⟨
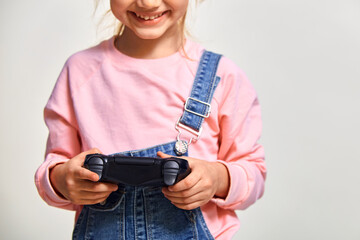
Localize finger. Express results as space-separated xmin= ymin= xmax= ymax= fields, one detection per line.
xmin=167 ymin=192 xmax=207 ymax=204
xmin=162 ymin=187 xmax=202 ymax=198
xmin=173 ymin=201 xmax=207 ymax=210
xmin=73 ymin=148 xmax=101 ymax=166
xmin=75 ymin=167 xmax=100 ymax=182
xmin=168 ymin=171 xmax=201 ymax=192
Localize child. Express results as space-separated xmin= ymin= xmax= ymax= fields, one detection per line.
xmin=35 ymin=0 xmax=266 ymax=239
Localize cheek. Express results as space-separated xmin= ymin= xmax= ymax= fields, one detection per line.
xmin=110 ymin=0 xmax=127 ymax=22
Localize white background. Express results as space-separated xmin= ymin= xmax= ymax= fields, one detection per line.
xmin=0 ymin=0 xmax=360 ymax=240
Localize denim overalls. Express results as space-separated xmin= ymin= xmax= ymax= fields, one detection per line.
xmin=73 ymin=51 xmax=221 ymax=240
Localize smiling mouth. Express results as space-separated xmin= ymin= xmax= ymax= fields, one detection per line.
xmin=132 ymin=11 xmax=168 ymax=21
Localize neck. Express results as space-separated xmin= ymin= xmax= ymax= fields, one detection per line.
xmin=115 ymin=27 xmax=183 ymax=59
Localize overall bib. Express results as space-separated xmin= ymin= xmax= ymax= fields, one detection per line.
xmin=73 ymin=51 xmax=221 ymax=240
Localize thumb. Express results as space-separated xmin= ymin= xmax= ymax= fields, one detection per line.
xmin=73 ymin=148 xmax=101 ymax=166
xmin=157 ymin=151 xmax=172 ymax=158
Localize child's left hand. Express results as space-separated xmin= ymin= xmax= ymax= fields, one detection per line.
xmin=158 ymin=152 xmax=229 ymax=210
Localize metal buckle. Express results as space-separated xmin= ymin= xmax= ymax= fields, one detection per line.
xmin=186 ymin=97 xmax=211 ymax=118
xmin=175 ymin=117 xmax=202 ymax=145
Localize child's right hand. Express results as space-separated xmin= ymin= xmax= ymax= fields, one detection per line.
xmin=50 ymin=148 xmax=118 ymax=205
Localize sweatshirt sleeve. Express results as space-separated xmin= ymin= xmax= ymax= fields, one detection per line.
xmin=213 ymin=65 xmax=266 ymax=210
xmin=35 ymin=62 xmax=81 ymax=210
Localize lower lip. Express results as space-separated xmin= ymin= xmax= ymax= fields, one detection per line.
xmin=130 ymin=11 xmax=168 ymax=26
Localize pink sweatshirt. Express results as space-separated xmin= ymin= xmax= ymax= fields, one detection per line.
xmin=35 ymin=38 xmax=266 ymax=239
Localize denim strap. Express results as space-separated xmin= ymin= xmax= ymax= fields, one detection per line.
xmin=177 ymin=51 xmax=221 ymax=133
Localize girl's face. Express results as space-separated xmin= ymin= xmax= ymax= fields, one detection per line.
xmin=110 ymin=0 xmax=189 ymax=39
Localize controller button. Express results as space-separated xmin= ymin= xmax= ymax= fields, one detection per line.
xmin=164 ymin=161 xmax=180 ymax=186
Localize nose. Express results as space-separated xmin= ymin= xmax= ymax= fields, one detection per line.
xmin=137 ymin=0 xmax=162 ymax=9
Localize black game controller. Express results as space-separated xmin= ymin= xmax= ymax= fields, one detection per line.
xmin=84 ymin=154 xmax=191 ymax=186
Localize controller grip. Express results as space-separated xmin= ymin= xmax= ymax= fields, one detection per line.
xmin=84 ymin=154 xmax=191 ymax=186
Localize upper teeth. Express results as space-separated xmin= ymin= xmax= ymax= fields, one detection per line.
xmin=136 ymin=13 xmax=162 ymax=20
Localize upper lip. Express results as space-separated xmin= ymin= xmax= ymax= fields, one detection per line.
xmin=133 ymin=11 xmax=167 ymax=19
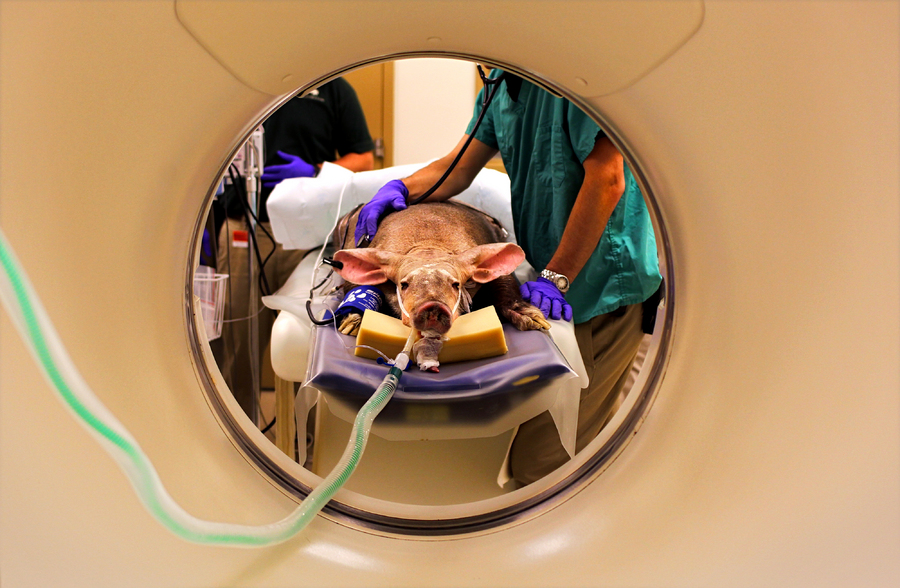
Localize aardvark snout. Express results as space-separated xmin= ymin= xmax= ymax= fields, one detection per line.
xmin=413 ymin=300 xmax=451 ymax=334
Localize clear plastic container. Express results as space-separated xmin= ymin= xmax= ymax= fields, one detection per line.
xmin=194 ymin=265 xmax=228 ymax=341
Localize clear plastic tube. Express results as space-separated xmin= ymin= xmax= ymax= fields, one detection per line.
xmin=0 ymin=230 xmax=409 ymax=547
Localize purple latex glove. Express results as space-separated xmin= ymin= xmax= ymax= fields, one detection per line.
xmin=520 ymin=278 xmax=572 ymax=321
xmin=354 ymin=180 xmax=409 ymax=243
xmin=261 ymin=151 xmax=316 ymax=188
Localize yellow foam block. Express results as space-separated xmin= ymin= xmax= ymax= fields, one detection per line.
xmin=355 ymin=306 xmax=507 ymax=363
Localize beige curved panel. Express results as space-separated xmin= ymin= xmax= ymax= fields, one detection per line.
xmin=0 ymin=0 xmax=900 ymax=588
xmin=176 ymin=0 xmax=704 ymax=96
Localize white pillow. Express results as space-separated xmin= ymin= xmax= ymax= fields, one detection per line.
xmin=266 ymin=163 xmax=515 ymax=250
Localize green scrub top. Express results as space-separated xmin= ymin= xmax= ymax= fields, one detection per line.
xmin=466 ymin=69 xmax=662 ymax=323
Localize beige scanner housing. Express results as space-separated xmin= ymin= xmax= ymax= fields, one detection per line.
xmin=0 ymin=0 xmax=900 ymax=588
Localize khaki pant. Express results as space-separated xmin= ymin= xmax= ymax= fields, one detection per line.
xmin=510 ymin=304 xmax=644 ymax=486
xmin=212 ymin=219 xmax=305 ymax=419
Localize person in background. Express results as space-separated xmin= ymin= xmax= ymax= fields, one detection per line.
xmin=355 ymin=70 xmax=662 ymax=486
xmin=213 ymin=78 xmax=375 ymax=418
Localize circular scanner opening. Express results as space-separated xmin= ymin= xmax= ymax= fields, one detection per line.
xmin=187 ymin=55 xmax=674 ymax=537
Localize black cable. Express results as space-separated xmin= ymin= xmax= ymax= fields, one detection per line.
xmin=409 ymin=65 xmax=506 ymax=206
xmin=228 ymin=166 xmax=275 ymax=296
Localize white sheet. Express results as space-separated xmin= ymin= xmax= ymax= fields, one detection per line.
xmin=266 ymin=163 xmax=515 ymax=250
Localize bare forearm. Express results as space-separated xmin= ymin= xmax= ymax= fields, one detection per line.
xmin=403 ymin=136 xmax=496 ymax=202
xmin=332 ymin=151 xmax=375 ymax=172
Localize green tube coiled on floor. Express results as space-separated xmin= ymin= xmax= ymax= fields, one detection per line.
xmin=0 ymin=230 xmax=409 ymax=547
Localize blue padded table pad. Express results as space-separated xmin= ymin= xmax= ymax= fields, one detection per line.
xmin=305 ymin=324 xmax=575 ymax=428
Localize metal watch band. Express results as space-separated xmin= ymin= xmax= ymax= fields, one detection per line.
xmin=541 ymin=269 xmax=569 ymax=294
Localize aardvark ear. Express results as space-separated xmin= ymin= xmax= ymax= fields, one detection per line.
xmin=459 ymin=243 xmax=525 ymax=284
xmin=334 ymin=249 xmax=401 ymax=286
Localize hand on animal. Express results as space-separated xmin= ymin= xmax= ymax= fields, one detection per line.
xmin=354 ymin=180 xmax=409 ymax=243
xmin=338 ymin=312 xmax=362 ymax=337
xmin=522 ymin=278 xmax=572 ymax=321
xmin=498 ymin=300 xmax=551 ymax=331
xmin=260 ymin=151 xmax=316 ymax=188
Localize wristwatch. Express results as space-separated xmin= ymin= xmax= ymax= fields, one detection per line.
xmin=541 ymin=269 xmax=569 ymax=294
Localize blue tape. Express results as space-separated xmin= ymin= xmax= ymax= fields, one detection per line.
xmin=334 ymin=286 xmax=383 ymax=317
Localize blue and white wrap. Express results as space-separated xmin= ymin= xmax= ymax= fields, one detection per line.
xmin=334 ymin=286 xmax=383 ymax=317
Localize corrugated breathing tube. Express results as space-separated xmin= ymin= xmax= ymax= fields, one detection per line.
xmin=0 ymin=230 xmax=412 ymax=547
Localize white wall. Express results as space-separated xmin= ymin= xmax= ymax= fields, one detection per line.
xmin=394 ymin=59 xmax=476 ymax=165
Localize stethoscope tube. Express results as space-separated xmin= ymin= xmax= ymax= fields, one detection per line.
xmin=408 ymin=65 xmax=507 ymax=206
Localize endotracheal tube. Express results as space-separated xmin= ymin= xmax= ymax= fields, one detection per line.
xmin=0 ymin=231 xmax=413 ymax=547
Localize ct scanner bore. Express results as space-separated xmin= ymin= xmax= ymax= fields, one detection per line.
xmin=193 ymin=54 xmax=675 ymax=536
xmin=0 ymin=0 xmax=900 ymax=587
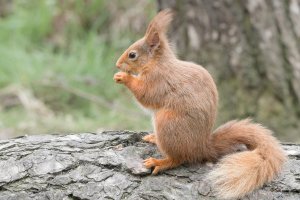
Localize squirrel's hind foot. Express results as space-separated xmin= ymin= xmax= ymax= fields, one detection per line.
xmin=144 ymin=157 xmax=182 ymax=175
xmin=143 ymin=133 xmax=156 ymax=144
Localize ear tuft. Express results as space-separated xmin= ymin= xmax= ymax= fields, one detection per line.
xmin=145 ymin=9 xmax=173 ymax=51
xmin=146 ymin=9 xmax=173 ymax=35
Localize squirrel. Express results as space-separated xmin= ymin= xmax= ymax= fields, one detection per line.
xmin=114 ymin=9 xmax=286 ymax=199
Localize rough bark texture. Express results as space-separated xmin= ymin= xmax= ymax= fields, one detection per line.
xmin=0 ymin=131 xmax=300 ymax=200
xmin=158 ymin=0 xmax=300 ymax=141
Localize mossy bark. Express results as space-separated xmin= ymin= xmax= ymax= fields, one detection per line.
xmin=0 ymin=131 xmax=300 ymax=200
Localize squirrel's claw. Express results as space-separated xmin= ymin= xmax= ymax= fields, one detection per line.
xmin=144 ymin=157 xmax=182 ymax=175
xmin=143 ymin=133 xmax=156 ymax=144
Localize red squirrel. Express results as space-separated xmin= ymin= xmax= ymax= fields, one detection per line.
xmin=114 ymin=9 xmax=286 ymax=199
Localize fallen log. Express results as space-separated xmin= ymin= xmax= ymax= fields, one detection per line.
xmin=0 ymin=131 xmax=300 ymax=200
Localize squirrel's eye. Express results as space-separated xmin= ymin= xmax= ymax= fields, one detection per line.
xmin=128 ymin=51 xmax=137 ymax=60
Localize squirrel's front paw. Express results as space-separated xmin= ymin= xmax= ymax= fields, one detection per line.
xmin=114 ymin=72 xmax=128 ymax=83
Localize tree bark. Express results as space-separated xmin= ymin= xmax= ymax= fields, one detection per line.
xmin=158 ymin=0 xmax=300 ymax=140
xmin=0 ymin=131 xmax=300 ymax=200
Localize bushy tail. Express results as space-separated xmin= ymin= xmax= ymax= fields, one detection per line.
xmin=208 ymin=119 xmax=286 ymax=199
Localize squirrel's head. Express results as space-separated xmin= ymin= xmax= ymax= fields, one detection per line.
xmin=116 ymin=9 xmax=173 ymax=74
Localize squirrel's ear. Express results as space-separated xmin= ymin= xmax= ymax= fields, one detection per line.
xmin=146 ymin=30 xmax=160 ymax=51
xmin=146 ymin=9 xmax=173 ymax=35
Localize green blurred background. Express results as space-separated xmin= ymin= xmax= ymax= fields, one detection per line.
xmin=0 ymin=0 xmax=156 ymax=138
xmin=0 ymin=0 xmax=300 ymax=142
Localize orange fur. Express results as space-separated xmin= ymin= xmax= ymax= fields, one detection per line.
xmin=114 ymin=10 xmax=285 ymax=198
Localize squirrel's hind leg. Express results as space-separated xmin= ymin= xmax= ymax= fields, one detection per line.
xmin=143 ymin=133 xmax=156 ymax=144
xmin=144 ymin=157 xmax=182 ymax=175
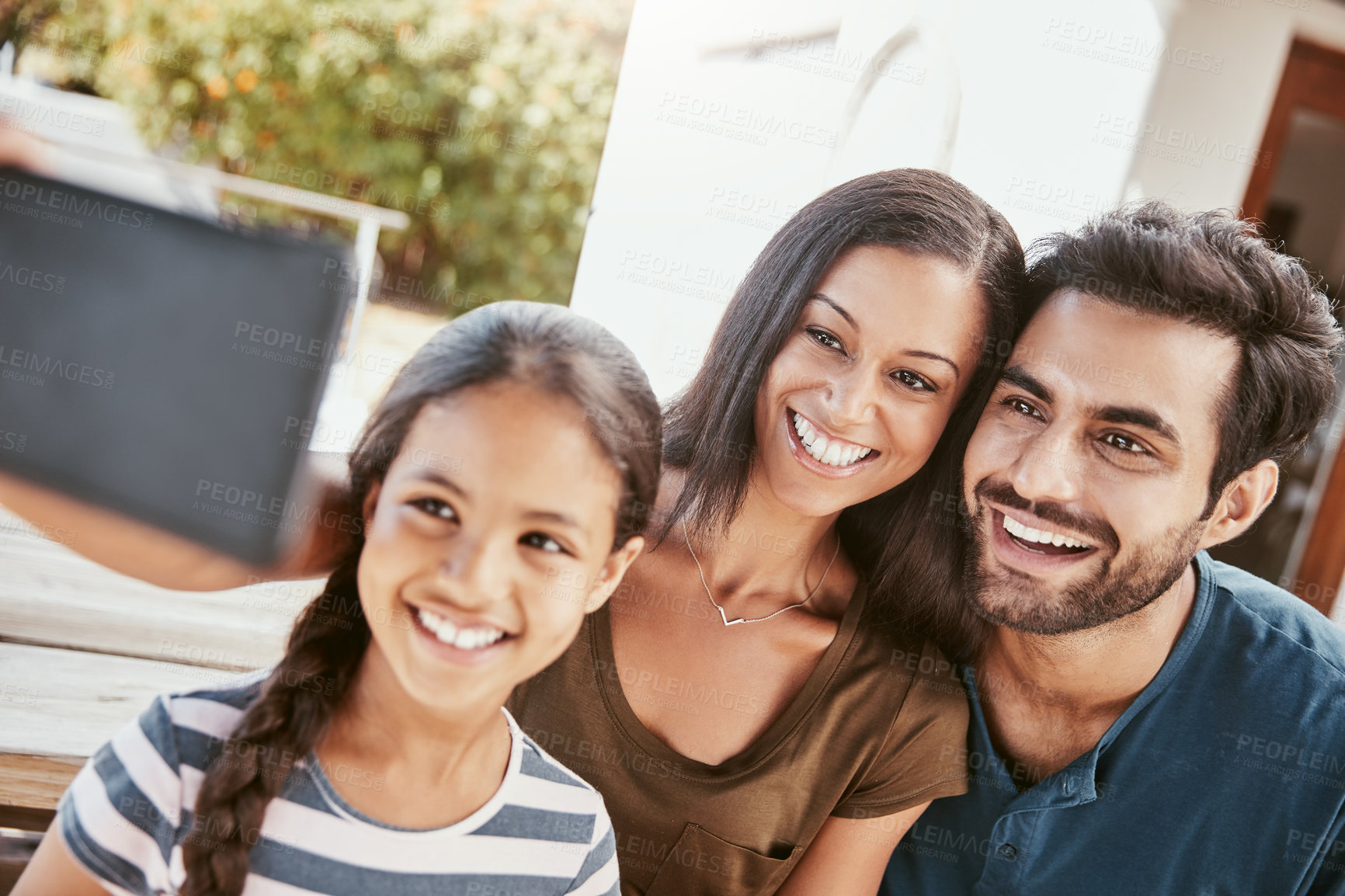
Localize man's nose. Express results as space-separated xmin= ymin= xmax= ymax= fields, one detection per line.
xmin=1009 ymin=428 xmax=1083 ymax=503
⟩
▶ Challenge:
Copy the data above word for word, from the line containing "Localize thumb. Express" up to and including the line containing "xmin=158 ymin=152 xmax=229 ymax=210".

▶ Solution:
Localize thumb. Express results as space-separated xmin= ymin= xmax= ymax= fields, one detection per line.
xmin=73 ymin=148 xmax=101 ymax=166
xmin=157 ymin=151 xmax=172 ymax=158
Localize child's left hand. Express results as space-separated xmin= ymin= xmax= ymax= fields, one detection per line.
xmin=158 ymin=152 xmax=229 ymax=210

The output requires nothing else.